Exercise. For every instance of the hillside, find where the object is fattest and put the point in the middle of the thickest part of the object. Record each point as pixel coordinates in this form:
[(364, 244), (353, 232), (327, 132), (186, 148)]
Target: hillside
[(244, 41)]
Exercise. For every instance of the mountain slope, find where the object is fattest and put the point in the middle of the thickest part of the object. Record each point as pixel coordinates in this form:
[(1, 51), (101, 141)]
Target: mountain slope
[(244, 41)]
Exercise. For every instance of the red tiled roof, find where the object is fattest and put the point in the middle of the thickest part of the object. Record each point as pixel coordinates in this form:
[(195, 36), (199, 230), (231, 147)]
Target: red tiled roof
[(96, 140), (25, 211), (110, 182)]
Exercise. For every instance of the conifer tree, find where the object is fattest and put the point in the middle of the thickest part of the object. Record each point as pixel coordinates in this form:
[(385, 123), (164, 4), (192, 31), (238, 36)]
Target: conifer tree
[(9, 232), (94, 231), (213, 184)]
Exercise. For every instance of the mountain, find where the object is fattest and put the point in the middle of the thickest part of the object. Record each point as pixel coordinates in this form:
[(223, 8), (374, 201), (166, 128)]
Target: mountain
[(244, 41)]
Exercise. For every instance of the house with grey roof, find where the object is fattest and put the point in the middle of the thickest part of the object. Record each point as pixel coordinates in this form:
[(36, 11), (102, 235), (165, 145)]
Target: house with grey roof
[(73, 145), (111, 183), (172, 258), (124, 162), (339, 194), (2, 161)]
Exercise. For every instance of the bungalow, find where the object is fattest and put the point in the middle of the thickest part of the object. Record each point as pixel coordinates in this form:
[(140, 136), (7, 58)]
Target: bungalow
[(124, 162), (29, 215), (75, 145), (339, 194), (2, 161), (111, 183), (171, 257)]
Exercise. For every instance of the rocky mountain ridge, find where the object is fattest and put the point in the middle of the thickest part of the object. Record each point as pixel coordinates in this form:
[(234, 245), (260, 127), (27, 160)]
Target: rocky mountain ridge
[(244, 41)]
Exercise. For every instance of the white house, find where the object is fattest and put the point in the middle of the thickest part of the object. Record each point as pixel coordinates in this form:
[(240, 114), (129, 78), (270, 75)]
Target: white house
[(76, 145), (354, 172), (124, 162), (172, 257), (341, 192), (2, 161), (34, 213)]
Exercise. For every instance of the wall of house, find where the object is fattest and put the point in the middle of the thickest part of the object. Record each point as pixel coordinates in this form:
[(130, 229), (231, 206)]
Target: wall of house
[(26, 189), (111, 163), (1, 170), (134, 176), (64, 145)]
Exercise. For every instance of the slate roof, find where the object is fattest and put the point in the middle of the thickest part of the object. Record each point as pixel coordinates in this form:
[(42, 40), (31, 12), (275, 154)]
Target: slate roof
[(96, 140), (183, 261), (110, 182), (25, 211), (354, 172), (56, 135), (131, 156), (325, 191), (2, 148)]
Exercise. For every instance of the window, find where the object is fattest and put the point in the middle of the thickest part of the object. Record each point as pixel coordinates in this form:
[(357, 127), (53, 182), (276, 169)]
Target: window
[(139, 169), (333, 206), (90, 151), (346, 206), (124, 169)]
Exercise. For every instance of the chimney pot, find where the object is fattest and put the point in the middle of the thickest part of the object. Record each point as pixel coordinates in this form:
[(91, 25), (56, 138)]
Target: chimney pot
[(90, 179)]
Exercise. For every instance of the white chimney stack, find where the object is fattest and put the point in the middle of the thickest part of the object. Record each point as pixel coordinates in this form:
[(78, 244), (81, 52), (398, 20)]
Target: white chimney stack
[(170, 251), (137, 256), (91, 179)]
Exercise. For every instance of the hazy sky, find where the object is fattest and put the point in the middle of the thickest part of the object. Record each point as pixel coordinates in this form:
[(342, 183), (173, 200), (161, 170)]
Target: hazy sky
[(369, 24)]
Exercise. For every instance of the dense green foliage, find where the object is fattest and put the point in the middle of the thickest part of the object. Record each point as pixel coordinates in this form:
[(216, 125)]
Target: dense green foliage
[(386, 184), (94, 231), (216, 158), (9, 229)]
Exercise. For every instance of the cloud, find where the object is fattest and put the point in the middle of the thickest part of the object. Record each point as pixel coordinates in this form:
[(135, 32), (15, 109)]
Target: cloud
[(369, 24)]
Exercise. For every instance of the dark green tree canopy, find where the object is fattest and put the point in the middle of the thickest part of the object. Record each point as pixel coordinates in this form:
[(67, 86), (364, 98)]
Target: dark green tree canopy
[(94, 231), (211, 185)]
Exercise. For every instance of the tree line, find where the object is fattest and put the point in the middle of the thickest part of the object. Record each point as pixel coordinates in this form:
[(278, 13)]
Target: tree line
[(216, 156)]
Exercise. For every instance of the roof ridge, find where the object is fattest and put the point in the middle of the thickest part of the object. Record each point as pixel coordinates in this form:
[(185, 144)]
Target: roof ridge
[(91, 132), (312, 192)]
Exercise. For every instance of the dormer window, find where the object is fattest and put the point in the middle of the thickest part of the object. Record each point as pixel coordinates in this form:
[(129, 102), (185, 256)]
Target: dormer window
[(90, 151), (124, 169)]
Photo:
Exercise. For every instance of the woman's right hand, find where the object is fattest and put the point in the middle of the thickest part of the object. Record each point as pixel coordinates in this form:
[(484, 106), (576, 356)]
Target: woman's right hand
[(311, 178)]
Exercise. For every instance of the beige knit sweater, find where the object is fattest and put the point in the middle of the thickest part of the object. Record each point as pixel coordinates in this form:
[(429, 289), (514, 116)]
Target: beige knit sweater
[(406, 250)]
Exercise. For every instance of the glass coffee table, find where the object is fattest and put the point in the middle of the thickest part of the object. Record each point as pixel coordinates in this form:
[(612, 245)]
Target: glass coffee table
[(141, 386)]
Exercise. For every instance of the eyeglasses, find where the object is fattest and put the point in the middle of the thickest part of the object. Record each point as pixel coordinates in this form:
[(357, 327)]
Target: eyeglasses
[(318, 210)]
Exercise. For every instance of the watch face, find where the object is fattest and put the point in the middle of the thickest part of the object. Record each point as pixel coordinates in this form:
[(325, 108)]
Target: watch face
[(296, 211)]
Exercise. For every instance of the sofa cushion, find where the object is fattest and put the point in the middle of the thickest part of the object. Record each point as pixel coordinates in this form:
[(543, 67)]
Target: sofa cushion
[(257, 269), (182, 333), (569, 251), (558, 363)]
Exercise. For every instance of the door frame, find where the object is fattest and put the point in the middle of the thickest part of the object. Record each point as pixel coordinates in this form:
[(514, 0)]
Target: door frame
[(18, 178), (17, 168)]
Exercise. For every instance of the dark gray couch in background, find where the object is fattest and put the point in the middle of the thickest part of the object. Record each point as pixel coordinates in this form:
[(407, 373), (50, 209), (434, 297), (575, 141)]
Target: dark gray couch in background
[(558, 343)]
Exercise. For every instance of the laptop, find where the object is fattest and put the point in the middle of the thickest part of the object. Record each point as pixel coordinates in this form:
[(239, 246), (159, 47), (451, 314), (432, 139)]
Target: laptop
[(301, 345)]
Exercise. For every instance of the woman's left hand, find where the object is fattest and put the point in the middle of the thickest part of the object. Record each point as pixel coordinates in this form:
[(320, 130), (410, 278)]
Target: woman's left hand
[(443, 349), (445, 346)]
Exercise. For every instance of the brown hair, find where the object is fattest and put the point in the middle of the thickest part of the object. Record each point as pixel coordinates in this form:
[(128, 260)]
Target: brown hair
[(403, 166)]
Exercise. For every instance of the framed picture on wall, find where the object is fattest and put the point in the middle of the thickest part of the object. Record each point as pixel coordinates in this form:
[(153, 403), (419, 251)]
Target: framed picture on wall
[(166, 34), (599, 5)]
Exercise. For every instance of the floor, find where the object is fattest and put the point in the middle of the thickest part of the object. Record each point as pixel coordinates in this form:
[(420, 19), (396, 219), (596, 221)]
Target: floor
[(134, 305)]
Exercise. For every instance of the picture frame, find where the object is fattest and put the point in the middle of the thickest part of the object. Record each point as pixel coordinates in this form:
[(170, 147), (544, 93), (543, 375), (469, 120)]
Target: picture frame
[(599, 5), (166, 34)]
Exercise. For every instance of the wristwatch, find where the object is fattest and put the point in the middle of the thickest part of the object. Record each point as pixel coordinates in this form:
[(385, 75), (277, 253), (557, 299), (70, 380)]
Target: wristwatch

#####

**Task description:** Render the material from its first line through the line containing "[(96, 140), (25, 211), (110, 182)]" as a Markdown table with the columns Row and Material line. Give each line its own numbered row and leave out blank lines.

**Response for this exercise:**
| Row | Material line |
|---|---|
| 1 | Exercise. For every instance of the hillside, find where the object is fattest and put the point in the middle of the thickest part of the object. Record each point as pixel coordinates in this form: |
| 2 | [(364, 244), (353, 232), (327, 132), (186, 148)] |
| 3 | Target: hillside |
| 4 | [(244, 41)] |
| 5 | Exercise. For every instance of the mountain slope, find where the object is fattest and put the point in the middle of the thickest part of the object. Record each point as pixel coordinates in this form: |
| 6 | [(1, 51), (101, 141)] |
| 7 | Target: mountain slope |
| 8 | [(244, 41)] |
| 9 | Exercise. For every instance of the red tiled roof, find where the object is fattest and put the point in the middle of the thickest part of the object. Record each point as pixel coordinates in this form: |
| 10 | [(195, 36), (199, 230), (231, 147)] |
| 11 | Target: red tiled roof |
| 12 | [(96, 140), (25, 211), (110, 182)] |